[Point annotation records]

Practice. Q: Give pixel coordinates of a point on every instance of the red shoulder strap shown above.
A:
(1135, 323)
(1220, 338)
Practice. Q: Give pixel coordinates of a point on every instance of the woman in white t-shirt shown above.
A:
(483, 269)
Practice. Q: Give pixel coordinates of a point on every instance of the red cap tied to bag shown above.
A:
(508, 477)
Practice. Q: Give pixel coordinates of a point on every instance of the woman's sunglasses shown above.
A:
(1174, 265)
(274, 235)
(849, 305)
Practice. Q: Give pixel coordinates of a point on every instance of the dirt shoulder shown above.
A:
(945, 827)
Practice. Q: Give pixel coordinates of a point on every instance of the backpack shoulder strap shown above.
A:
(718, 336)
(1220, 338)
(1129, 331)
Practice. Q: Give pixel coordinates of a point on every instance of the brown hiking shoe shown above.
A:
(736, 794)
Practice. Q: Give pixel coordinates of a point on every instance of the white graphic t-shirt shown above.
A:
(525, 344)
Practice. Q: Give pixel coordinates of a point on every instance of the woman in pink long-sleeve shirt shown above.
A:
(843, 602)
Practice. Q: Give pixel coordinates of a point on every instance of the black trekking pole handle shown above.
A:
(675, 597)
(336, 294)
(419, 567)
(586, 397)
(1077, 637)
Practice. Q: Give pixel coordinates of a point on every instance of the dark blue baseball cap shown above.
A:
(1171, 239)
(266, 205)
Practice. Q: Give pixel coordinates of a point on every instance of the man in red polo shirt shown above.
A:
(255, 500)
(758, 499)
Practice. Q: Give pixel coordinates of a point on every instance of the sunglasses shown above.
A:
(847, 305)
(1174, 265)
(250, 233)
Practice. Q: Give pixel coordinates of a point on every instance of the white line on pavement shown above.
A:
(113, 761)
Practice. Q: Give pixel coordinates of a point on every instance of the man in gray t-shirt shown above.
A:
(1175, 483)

...

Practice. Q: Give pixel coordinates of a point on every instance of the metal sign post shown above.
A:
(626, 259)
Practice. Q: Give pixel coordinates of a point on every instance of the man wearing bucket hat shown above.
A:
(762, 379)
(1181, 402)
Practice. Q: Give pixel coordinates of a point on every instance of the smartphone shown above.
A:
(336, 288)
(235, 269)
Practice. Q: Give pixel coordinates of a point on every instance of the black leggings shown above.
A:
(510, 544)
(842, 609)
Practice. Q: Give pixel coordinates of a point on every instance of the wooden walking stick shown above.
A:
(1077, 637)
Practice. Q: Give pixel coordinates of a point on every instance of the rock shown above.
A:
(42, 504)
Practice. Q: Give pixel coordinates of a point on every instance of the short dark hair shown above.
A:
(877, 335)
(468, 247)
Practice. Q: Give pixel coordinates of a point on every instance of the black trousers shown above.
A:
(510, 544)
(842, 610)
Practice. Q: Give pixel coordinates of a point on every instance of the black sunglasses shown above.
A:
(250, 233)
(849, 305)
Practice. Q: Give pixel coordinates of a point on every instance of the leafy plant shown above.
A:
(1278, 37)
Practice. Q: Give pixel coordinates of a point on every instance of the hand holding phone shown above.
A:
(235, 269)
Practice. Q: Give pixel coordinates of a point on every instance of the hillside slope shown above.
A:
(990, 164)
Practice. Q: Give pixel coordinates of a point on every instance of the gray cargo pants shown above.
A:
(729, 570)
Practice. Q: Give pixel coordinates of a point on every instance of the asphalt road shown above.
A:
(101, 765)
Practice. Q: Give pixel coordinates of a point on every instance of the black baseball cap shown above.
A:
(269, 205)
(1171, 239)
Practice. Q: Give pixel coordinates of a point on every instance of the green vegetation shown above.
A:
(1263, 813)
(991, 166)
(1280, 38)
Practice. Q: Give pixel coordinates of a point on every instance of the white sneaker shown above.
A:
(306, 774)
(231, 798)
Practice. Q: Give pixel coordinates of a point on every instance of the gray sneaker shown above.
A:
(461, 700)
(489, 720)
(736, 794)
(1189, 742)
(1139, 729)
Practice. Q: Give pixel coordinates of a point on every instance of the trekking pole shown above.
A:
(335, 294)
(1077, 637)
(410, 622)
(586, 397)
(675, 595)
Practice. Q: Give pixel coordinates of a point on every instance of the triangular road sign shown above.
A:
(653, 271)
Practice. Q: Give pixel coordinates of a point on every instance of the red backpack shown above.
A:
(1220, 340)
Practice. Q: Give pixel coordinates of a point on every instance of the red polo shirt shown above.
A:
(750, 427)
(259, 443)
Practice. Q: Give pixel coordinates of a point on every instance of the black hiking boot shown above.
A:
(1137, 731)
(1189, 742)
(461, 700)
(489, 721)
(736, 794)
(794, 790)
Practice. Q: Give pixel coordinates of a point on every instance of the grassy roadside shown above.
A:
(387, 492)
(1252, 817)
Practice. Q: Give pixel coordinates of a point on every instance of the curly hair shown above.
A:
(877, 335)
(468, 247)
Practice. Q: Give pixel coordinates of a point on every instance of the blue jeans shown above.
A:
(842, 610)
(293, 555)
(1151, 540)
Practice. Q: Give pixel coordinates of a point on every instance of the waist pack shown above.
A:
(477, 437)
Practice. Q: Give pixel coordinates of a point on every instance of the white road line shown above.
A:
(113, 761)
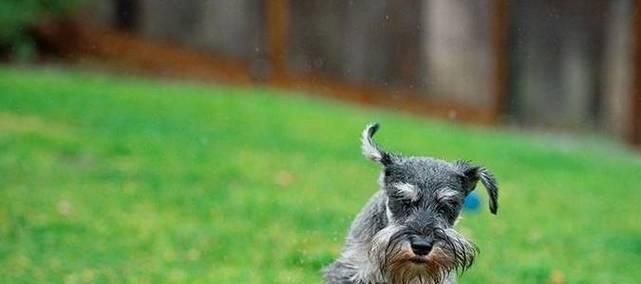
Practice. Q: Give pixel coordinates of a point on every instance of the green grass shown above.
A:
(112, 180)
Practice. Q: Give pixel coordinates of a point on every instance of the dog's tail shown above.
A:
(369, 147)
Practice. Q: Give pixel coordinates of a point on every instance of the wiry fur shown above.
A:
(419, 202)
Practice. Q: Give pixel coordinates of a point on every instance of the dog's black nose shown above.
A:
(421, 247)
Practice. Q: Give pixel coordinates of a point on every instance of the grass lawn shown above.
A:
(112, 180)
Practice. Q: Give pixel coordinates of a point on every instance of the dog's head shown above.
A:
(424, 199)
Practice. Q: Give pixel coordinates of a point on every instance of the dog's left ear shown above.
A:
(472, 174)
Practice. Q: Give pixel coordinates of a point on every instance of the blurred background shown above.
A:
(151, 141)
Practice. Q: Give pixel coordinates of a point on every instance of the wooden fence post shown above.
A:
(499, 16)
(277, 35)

What to produce
Rewrite the rows from the line containing "black sunglasses shown above." through the line containing "(1139, 729)", both ends included, with their requests, and shift every coordinate in the answers by -121. Give only those lines.

Answer to this exercise
Practice. Q: Give pixel coordinates of a point on every instance of the black sunglasses shown above.
A:
(129, 112)
(728, 184)
Practice. Q: Give pixel coordinates of a point on every instance of the leafy plant shown above.
A:
(1157, -84)
Practice. Q: Give pixel coordinates of a point on every instance of the hand holding phone shown above.
A:
(114, 148)
Practice. Q: Give pixel coordinates of a point on every instance of the hillside slope shown above.
A:
(869, 43)
Practice. Q: Give pixel coordinates of a point on every instance of the gray cargo pants shown above.
A:
(608, 449)
Practice. Q: Give pixel coordinates of a point on every instance of the asphalt road shown above.
A:
(-20, 644)
Practice. Q: Give pixel coordinates of a point on every instance of the black baseball cap shown above.
A:
(148, 84)
(1050, 118)
Practice. Q: Give pixel coordinates of a point on every instance of the green vegetation shown above.
A:
(1142, 692)
(870, 45)
(1159, -83)
Practice. Q: Give pixel coordinates of a point on every instance of the white sneaker shown above.
A:
(185, 653)
(110, 677)
Practice. Q: Give pixel coordinates of a point on every instance of the gray sneaker shown above.
A:
(340, 579)
(368, 599)
(615, 673)
(1068, 621)
(1018, 608)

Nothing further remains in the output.